● **COMPLETE THE FOLLOWING**
a) Decide whether each statement agrees with the McConnell opinion piece: (i) senators have been required to take an impeachment oath since the impeachment of Sen. William Blount in 1798; (ii) McConnell's promise about stopping impeachment was made to Ohio voters; (iii) the controlling legal authority at the trial would be Chief Justice John Roberts. Answer yes or no for each and quote the words of the text that decide it.
b) According to the McConnell opinion piece, what word may be said in place of "swear" in the senators' oath?
c) Reproduce the McConnell opinion piece's text between "Nothing focuses the" and "Blount in 1798.", inclusive.

● **SELECTED EXCERPT**
Mitch McConnell Wouldn’t Know Impartial Justice if It Bit Him in the Ass

Photo Illustration by Kelly Caminero/The Daily Beast/Getty
Photo Illustration by Kelly Caminero/The Daily Beast/Getty

“Let me remind the witness you are under oath.”

Nothing focuses the mind quite like that admonition from the bench. It’s pertinent now because if the House sends senators articles of impeachment, they will have to take an oath required of members since the impeachment of Sen. William Blount in 1798.

Impeachment happens so rarely the oath may have slipped the mind of Majority Leader Mitch McConnell, who’s just made an ad where he admits with glee that he’s pre-judged impeachment. Nonetheless, McConnell is expected to raise his right hand and attest “I solemnly swear (or affirm, as the case may be) that in all things appertaining to the trial of the impeachment of [official to be named], now pending, I will do impartial justice according to the Constitution and laws: So help me God.”

As the body comes to order, all present are sworn, and then others, one by one, as they enter the chamber. Could there be a more formal ceremony or solemn an oath, and could it be a more impossible one for McConnell after promising Kentucky voters that, with Speaker Nancy Pelosi "in the clutches of a left wing mob… the way that impeachment stops is a Senate majority with me as Majority Leader.”

Does that sound like a man who could render “impartial justice,” or one aware that the controlling legal authority will in fact not be him but Chief Justice John Roberts? The justice is unlikely to remind McConnell he’s under oath, but after that ad he should.

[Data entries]
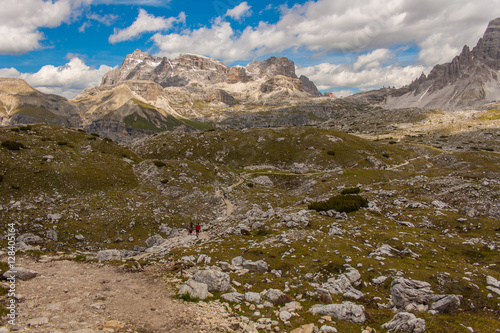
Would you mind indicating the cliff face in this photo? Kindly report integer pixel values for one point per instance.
(471, 78)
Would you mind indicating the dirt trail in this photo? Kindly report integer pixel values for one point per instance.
(230, 207)
(90, 297)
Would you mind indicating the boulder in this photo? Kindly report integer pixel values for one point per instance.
(273, 295)
(234, 297)
(327, 329)
(154, 241)
(299, 168)
(107, 255)
(259, 266)
(30, 239)
(194, 289)
(447, 304)
(20, 273)
(406, 291)
(346, 311)
(405, 322)
(215, 280)
(252, 297)
(309, 328)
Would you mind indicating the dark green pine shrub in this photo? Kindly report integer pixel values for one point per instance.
(12, 145)
(352, 190)
(340, 203)
(159, 164)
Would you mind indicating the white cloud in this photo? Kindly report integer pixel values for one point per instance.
(372, 59)
(67, 80)
(151, 3)
(145, 23)
(331, 26)
(239, 12)
(215, 41)
(20, 21)
(352, 76)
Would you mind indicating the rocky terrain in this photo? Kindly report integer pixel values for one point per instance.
(317, 214)
(422, 255)
(470, 79)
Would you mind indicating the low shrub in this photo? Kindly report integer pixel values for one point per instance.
(352, 190)
(12, 145)
(159, 164)
(340, 203)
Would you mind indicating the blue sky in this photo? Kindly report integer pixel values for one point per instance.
(344, 46)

● **ANSWERS FOR THE TASKS**
a)
(i) Yes: "they will have to take an oath required of members since the impeachment of Sen. William Blount in 1798."
(ii) No: "after promising Kentucky voters"
(iii) Yes: "the controlling legal authority will in fact not be him but Chief Justice John Roberts"

b) Affirm.

c)
Nothing focuses the mind quite like that admonition from the bench. It’s pertinent now because if the House sends senators articles of impeachment, they will have to take an oath required of members since the impeachment of Sen. William Blount in 1798.